→ **TASK**
Reproduce the listing below in full, substituting "each instance" for every occurrence of "every instance" and leaving everything else unchanged.

→ **EXTRACTED RECORDS**
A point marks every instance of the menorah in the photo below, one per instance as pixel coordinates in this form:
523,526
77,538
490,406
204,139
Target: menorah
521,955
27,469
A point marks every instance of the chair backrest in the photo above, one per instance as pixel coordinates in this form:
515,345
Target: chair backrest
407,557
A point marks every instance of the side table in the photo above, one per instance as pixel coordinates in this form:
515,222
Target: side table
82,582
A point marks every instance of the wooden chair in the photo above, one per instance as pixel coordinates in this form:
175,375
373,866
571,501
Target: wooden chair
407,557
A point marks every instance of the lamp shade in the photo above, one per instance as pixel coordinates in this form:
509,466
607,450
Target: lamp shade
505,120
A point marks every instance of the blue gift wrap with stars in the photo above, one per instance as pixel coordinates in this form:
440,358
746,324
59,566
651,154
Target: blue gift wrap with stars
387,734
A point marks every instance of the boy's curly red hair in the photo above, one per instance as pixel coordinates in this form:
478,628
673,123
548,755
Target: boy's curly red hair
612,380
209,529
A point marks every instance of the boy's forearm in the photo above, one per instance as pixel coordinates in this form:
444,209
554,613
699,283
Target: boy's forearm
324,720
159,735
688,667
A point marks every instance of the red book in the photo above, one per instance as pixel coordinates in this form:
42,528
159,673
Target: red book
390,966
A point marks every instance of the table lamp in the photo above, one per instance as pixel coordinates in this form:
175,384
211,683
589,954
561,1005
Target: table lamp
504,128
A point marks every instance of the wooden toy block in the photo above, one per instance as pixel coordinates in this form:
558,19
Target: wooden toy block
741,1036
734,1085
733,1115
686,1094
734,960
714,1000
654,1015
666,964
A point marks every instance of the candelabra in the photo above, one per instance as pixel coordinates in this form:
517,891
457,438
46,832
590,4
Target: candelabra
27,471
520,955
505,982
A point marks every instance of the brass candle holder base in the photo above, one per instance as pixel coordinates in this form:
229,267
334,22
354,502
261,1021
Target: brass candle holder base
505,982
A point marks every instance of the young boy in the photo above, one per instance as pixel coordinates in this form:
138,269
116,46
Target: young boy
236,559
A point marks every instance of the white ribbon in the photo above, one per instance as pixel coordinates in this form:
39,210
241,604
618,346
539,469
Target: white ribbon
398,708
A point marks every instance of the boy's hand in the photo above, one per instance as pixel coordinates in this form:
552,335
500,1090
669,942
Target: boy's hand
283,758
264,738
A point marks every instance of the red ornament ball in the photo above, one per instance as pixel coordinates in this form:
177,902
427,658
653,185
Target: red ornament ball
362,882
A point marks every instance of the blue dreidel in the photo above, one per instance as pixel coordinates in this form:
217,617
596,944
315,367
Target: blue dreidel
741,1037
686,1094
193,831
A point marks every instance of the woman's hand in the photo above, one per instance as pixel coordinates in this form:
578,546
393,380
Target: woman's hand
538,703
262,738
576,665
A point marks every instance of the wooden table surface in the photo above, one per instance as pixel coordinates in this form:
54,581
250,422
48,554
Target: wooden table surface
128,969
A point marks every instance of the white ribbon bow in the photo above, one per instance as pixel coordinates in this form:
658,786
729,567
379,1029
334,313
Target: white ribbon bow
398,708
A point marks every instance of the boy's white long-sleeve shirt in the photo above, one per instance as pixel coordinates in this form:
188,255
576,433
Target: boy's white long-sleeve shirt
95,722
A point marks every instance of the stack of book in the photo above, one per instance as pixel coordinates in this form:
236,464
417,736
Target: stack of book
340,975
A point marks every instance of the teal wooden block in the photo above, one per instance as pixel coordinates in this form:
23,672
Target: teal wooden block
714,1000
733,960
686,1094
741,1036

→ **THE SOLUTION**
A point marks each instance of the menorah in the photo below, one per instance as pixel coordinates in this form:
523,526
77,538
490,406
204,139
Target: menorah
521,955
27,469
A point marks each instance of the chair backrest in the photo above, one per instance as pixel coordinates in this form:
515,345
Target: chair backrest
407,557
A point marks each instance of the side table in the photo above, one per instance as pixel coordinates in this form:
515,222
Target: side table
82,582
A point marks each instance of the wooden chair in the photo above, one per instance as pixel coordinates in this form:
175,375
373,866
571,501
Target: wooden chair
407,557
A point marks each instance of the lamp shade in the photo above, one per instance as pixel coordinates in this form:
509,466
607,450
Target: lamp shade
505,120
A point marks each instance of the blue gift wrap with stars in the photo above, one per instance as pixel coordinates in this form:
440,358
746,324
59,566
651,154
Target: blue gift wrap with stars
387,734
A point marks each instance of the boy's curly red hair in the photo above, one per instance as pixel coordinates in this form:
478,628
673,123
548,755
Target: boy's curly red hair
612,380
209,529
A point marks each instance of the boy's forearm in the photo above, one per instance as pixel coordinates in this form:
444,209
554,613
699,283
Target: boy's forearm
324,720
159,735
688,667
A point marks each instance of the red book in the photo above, one per instance as pixel coordinates in this form:
42,528
159,673
Target: red book
390,966
A point marks each instance of the table lamp in the photo above, one per instance as pixel coordinates in this form:
175,384
211,683
589,954
561,1005
Target: table lamp
504,128
A point marks each instance of the wooden toy block in the photo above, one per instance as pixel coordinates in this form:
558,19
Target: wooden toy block
741,1036
734,1085
733,1115
686,1094
734,960
714,1000
654,1015
666,964
A point marks each instance of the candelabra in the photo above, one per instance as pixel coordinates in this form:
517,891
457,438
46,832
590,4
Target: candelabra
27,471
520,955
505,982
A point marks each instance of the brass candle holder base in the photo above, one per instance as pixel coordinates in this form:
229,267
334,22
354,502
261,1021
Target: brass candle holder base
505,982
A point marks each instance of the young boy in the photo above, one per instance as pixel coordinates in this form:
138,269
116,46
Target: young boy
236,559
A point marks each instance of the white ribbon in the photo above, one per instance as pixel coordinates in this form:
39,210
241,604
618,346
539,469
Target: white ribbon
398,708
A point marks each instance of the boy's hand in the photo above, one per instance as pixel coordinates in this form:
552,335
500,1090
669,942
Target: boy's hand
283,758
264,738
A point marks each instance of the red ornament ball in the photo above, one per instance as pixel coordinates in this form:
177,902
427,658
653,185
Target: red ornament ball
362,882
A point marks each instance of the blue dreidel in the photo above, one per instance as pixel coordinates in this form:
217,617
596,944
315,367
Target: blue dreidel
741,1037
686,1094
193,831
A point marks each instance of the woman's hand in the photo above, one per instance as pixel coordinates in this form:
578,546
393,380
Target: woman's hand
538,703
262,738
576,665
A point marks each instance of the wooden table surface in the photo above, one per instance as pixel coordinates in this form:
54,581
250,422
48,554
Target: wooden table surface
128,969
A point marks each instance of the white ribbon bow in the photo above, one per instance as pixel coordinates in this form:
658,786
729,567
379,1029
334,313
Target: white ribbon bow
398,708
A point marks each instance of the boy's white long-sleeve shirt in the photo above, one per instance as pixel coordinates in this form:
188,255
576,433
Target: boy's white long-sleeve shirt
95,722
A point marks each instance of the stack of book in the photo above, one per instance as pixel coordinates in this form:
236,464
417,736
Target: stack of book
340,975
A point marks each instance of the teal wooden block in the photo above, one per instance as pixel coordinates in this form:
23,672
Target: teal wooden block
714,1000
733,960
686,1094
741,1036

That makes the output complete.